▶ **WERKINSTRUCTIE**: Hoe lang duurde volgens het aangeleverde fragment over het hanteren van slangen de ceremonie waarin de slangen geen enkele maal toehapten?

Het hanteren van slangen bij de aanbidding — wil God dat van ons?
„EEN vurige lidmate . . . is afgelopen zondagavond tijdens een slangenceremonie in een dorpskerk gebeten door een ratelslang” en later gestorven. Zo luidde een bericht in de New York Times van 29 september 1972. Slechts vier dagen daarvoor had er in deze zelfde krant een bericht gestaan over een vrouw die was overleden „na op 16 sept. in de Jezus-Pinksterkerk tweemaal door een ratelslang te zijn gebeten”.
Precies een jaar eerder was er in de N. Y. Times ook al een bericht over iets dergelijks verschenen, namelijk in een artikel over: „Slangen-hanterende sekte in Appalachen.” Bij het artikel stonden foto’s van slangen-hanteringen door leden van de „Heiligheidskerk van God in de naam van Jezus”. Vier leden van de groep „gaven de slangen afwisselend aan elkaar door, voorzichtig één hand vrij, de kop van de slangen voortdurend van zich af gericht houdend, terwijl zij ze streelden en zacht toespraken. . . . Venijnig flitsten de tongen uit de bek van de slangen, maar geen enkele maal hapten ze toe zolang de ceremonie van vijf minuten duurde”. — New York Times, 25 september 1971.
Waarom deze mensen het hanteren van slangen tot een onderdeel van hun aanbidding hebben gemaakt? Wel, in hun, met de Statenvertaling overeenkomende Authorized Version, staat in Markus 16:17, 18: „En degenen, die geloofd zullen hebben, zullen deze tekenen volgen: . . . Slangen zullen zij opnemen; en al is het, dat zij iets dodelijks zullen drinken, dat zal hun niet schaden; op kranken zullen zij de handen leggen, en zij zullen gezond worden.”
Leert het geïnspireerde Woord van God dit werkelijk? Een ervaring van de apostel Paulus lijkt dit te bevestigen. Nadat hij voor het eiland Malta schipbreuk had geleden, beet er zich een adder aan zijn hand vast toen hij brandhout aan het bijeenverzamelen was. Toen er niets met hem gebeurde, zeiden de bewoners van het eiland „dat hij een god was”. — Hand. 28:1-6.

(Rijen uit een dataset voor aanwijzen)

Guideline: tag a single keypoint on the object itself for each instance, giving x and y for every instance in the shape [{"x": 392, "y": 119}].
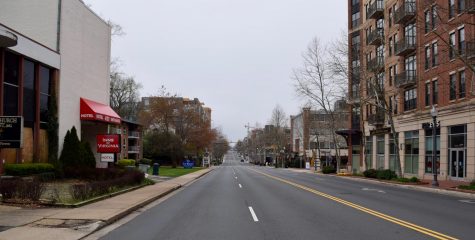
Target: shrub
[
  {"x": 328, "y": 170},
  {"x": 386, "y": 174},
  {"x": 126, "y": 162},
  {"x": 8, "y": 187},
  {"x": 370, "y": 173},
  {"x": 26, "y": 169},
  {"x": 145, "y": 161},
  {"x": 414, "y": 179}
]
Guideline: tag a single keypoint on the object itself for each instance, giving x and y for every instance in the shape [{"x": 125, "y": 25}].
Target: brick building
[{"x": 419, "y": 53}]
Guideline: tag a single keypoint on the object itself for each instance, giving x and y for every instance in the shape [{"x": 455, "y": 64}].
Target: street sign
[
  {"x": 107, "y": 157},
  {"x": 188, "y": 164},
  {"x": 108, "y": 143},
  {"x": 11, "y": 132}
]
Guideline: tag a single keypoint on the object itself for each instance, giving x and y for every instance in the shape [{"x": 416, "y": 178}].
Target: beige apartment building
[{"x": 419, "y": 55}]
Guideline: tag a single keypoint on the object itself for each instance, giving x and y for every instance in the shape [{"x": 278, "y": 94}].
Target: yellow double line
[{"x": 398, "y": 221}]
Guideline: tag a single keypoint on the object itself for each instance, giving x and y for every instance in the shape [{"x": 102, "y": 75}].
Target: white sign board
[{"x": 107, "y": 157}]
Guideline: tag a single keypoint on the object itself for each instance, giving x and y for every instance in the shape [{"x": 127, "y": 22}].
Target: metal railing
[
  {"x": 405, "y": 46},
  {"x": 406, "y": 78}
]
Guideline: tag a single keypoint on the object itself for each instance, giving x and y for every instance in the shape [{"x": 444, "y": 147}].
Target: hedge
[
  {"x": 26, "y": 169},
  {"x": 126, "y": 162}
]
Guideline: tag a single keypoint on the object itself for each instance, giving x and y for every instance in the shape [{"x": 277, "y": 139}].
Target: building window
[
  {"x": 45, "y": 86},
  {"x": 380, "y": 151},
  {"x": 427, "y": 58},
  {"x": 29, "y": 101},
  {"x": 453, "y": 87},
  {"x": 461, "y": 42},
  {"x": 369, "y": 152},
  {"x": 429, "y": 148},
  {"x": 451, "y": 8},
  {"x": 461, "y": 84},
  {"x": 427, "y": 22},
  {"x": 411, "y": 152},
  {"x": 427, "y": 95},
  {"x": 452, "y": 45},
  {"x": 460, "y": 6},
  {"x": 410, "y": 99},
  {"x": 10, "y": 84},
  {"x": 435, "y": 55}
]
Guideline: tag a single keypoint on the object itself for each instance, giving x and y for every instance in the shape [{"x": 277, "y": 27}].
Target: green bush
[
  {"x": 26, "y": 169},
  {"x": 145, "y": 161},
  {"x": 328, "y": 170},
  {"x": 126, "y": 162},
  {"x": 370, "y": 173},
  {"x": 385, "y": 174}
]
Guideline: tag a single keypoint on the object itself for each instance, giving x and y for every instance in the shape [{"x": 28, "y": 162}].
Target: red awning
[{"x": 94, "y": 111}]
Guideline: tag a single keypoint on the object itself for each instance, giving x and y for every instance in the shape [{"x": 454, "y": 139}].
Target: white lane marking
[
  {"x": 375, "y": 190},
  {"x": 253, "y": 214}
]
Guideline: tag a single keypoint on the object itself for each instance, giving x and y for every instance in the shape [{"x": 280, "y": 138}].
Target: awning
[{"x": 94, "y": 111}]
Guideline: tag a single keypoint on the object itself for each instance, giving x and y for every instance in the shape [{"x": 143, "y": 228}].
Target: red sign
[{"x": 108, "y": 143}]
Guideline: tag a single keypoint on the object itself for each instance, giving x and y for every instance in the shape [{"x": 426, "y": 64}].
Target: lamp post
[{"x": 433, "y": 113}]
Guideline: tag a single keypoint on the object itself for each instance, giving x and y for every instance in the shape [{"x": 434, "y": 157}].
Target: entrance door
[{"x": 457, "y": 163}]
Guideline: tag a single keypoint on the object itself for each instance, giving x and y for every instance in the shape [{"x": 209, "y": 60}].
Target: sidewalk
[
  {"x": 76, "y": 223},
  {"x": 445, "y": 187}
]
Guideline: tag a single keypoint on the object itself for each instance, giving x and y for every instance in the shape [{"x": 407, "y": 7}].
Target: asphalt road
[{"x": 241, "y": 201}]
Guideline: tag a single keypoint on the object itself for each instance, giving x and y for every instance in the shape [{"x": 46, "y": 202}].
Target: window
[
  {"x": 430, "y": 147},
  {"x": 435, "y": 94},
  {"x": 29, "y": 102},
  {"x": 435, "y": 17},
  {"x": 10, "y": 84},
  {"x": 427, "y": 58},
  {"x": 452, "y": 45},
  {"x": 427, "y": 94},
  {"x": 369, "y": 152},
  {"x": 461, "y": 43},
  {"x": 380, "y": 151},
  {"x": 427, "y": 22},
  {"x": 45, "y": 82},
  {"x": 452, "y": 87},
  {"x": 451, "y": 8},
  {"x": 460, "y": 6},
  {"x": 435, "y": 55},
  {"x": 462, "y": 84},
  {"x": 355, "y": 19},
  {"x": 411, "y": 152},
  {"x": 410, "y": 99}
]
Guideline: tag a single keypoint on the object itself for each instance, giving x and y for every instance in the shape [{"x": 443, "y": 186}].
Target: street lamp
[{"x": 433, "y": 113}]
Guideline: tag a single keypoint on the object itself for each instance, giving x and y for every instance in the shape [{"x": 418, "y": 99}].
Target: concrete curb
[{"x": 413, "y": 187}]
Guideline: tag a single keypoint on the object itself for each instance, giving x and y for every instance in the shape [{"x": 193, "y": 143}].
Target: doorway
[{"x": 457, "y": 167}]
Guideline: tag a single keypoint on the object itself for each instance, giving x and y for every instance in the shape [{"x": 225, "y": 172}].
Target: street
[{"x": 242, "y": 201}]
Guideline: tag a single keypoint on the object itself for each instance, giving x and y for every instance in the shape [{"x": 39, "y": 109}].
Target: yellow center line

▶ **UITKOMST OEFENING**: De ceremonie duurde vijf minuten.